## SOURCE PASSAGE
•••••

Tag Archives: wives

1969. Anger and His Significance


At post 1968 Her Highness Cinnamon inquires if female anger undermines a man’s sense of significance. The natural principle first: Yes, if he has conquered her. No, if he has not.

Yes, because her anger challenges him. It puts them in instant competition. Men avoid competing with their woman and conquest confirms to the male nature that she is his. Conquest earns the natural male right to dominate, which means that expressions of anger at him—even though deserved—are inappropriate.

The male nature recognizes the superior competitive influence—“arguing power”—of females. It is worth the risk of losing arguments in order to conquer a woman, but after conquest it is not. So, competing with a conquered woman, the male nature tells men they will likely lose. That brings up their greatest fear, losing significance in their woman’s eyes, which means their ability is questionable for fulfilling manly missions of responsibility to her. Therefore, competing with their woman is too risky and should be at least avoided and preferably prevented.

•••••

## WHAT YOU HAVE TO DO
Extend the post about anger and significance, starting right after its final sentence. The data that follows has no connection to the post about anger and significance.

## PROVIDED MATERIAL
•••••

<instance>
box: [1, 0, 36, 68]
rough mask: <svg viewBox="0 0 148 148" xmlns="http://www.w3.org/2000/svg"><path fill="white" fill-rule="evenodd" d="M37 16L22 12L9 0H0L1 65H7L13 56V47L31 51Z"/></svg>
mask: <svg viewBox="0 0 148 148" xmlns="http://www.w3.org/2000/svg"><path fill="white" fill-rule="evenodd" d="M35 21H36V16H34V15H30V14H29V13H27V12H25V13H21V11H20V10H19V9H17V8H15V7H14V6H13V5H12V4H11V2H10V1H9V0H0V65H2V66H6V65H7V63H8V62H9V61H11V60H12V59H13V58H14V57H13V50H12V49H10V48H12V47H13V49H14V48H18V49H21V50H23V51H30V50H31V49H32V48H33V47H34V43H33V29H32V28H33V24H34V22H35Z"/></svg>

•••••

## RESULT
The following bullets can be answered in the same way. Yes, if he has already conquered her. It opens the floodgate to competition and likelihood of reducing his sense of significance. No, if they have never had sex together. Competition protects her and he may lose sleep but not significance over a woman defending her ‘un-owned’ self.

  • Refusing sex?
  • Extreme silence, pulling away, refusing to communicate?
  • Continuing to argue after he declares a final decision?
  • Refusing to do as he says after he has demonstrated that he expects his dominant role to prevail?
  • Blaming him? However, add this caveat. If he senses he is wrong, he is still pressured by the male nature to defend himself and prove her wrong. In which case, she is the mother of fault-finding, he is the father of rationalized self-defense, and the competition continues. (For a man to admit wrongdoing to a conquered woman comes from lessons learned in life long after his birth.)

In short, whatever DIRECTLY challenges a husband’s authority and decision-making dominance tampers with his sense of significance. In his mind, he gave up his independence for the responsibility of ruling the relationship. Outside of marriage and without conquest, however, directness serves women better because men are amenable to letting women have their way.

Moreover, lessons learned living inside different cultural value systems make men more or less willing to compete with wives and conquered females, e.g., more within our Judeo-Christian value system and less within non-Western societies.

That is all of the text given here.